__TASK DIRECTIONS__
The records below must be duplicated exactly, character for character.

__SUPPLIED MATERIAL__
□ □ □
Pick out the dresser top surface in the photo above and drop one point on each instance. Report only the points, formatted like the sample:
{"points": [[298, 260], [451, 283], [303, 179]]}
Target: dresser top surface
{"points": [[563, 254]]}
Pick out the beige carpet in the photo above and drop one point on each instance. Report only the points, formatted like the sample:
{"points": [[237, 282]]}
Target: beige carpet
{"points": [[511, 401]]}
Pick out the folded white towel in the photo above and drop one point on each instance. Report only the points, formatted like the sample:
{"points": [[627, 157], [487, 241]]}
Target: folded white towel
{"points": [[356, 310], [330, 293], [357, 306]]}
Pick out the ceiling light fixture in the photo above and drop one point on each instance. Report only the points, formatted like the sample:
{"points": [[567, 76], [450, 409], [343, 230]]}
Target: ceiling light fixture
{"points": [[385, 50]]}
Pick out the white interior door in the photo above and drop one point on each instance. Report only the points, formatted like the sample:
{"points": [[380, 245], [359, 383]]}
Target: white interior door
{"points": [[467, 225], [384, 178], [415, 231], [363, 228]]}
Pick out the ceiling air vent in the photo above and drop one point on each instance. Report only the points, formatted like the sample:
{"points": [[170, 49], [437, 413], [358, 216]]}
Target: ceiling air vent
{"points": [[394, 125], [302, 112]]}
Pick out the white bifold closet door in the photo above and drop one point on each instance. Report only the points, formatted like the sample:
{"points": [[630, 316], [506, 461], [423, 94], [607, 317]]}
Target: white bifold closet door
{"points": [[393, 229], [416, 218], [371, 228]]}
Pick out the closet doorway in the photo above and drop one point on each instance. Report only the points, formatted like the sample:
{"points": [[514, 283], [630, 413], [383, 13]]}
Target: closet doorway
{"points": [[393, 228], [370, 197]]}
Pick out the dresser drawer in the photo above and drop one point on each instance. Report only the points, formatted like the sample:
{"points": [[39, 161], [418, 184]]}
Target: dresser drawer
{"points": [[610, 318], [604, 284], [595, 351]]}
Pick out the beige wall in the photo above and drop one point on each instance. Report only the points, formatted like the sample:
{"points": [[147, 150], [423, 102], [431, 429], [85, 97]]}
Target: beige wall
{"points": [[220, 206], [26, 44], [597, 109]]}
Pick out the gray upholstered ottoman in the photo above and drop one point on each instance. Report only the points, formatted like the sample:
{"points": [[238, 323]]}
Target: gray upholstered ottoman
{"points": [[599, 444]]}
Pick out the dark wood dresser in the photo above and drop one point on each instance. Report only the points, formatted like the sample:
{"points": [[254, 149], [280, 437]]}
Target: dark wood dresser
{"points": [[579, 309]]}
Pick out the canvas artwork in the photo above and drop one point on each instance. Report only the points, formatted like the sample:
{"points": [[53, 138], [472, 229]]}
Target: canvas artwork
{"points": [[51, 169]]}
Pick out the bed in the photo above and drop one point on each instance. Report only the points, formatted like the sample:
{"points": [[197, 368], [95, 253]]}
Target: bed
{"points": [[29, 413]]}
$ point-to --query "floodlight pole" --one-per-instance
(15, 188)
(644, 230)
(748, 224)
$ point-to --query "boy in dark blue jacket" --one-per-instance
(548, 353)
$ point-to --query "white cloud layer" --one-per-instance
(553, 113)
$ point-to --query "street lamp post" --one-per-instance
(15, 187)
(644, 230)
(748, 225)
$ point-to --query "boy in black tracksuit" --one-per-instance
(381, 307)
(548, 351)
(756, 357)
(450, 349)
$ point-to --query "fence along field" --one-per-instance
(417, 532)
□ □ □
__FULL RESPONSE__
Pick out the dresser top surface in the photo above and drop one point on each instance. Report only the points, formatted like the sample:
{"points": [[298, 260], [451, 283], [303, 179]]}
Target: dresser top surface
{"points": [[563, 254]]}
Pick out the beige carpet in the photo above and drop one point on each instance. Report only the points, formatted like the sample:
{"points": [[237, 282]]}
Target: beige carpet
{"points": [[511, 401]]}
Pick out the folded white towel in the photo above and drop one point on each instance. Report only the points, formatted like the sample:
{"points": [[627, 157], [487, 241]]}
Target: folded white towel
{"points": [[356, 310], [330, 293], [357, 306]]}
Pick out the ceiling light fixture in the photo above and drop one point on each instance. Report only the points, formatted like the sample:
{"points": [[567, 76], [450, 409], [343, 230]]}
Target: ceiling light fixture
{"points": [[385, 50]]}
Pick out the white interior door in the photo above and drop one point on each instance. Report only the points, formatted like the sample:
{"points": [[380, 245], [359, 383]]}
Target: white interior door
{"points": [[467, 225], [384, 178], [415, 231], [363, 228]]}
Pick out the ceiling air vent in the photo above and drop one point on each instance. Report only the points, formatted like the sample:
{"points": [[170, 49], [437, 413], [358, 216]]}
Target: ceiling air vent
{"points": [[394, 125], [302, 112]]}
Pick out the white bifold closet door in the photo above and drop one point on each instance. Report only the points, formatted like the sample:
{"points": [[630, 316], [506, 461], [423, 94], [607, 317]]}
Target: white bifold closet door
{"points": [[393, 229], [416, 218], [371, 228]]}
Pick out the closet doorway in the photo above and drop one point on each instance. Report only the points, formatted like the sample:
{"points": [[514, 283], [630, 413], [383, 13]]}
Target: closet doorway
{"points": [[393, 228], [370, 197]]}
Pick out the dresser drawer in the photo above and drop one point on each instance. Report only the points, formatted like the sample:
{"points": [[39, 161], [418, 184]]}
Target: dresser drawer
{"points": [[610, 318], [604, 284], [595, 351]]}
Pick out the beige wall in the photo above and drop one point on each instance. Report only the points, formatted like the sample:
{"points": [[147, 150], [423, 102], [431, 429], [85, 97]]}
Target: beige wall
{"points": [[220, 206], [26, 44], [597, 109]]}
Pick out the gray upholstered ottoman in the photo above and drop one point on each instance. Report only the points, formatted like the sample:
{"points": [[238, 323]]}
Target: gray upholstered ottoman
{"points": [[599, 444]]}
Pick out the dark wood dresser in the photo above and drop one point on each instance. Report only the points, formatted like the sample:
{"points": [[254, 149], [280, 437]]}
Target: dark wood dresser
{"points": [[579, 309]]}
Pick out the canvas artwork in the photo above and drop one point on each instance. Report only the points, formatted like the sample:
{"points": [[53, 138], [472, 229]]}
Target: canvas artwork
{"points": [[51, 169]]}
Pick out the bed in the photo above and drop one point on each instance. Report only the points, formatted like the sample:
{"points": [[197, 368], [95, 253]]}
Target: bed
{"points": [[29, 413]]}
$ point-to --query "floodlight pole" --one-per-instance
(15, 188)
(644, 230)
(748, 224)
$ point-to --query "boy in dark blue jacket" --one-per-instance
(548, 353)
$ point-to --query "white cloud layer" --one-per-instance
(553, 113)
$ point-to --query "street lamp post" --one-per-instance
(15, 187)
(644, 230)
(748, 225)
$ point-to --query "boy in black tracksuit" --one-per-instance
(381, 307)
(548, 351)
(756, 357)
(450, 349)
$ point-to --query "fence along field" --one-per-instance
(417, 532)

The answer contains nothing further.